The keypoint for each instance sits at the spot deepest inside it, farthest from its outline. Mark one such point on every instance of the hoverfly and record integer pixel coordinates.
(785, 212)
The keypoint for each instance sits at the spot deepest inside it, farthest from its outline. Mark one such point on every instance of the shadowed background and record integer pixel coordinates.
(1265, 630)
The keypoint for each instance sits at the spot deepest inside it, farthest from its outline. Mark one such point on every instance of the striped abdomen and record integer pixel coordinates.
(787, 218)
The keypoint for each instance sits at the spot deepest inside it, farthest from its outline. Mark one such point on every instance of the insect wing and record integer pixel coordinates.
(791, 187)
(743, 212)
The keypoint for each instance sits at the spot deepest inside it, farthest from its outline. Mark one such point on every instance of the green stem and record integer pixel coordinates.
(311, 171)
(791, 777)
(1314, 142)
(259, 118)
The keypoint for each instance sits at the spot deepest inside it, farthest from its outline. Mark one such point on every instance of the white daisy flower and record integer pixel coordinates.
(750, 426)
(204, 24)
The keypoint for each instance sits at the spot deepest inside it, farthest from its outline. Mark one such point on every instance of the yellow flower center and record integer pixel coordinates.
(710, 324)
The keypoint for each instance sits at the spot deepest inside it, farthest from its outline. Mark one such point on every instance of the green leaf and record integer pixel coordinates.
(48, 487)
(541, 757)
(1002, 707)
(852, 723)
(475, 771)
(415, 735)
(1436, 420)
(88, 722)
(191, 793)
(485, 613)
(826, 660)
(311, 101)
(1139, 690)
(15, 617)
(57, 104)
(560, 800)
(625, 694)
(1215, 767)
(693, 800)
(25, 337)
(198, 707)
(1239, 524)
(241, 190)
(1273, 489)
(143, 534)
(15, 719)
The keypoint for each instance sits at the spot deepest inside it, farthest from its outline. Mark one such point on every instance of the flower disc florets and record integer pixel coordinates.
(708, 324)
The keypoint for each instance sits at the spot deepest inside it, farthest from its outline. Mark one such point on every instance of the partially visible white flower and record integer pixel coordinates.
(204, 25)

▬▬▬▬▬▬

_What is expected_
Take the line that contains "florets and record integer pixel coordinates." and every line after it to the end of the entries above, and reproduce them exactly.

_Response below_
The keypoint for each instance sits at the spot deepest inside it, farthest from its outline. Mark one such point on every instance of the flower disc florets and record integer pixel coordinates.
(708, 324)
The keypoint for each instance sits at the spot deepest inside it, farthest from its outline. Mark one such point on every instance of the partially visible white flower and record integer pixel coordinates.
(204, 25)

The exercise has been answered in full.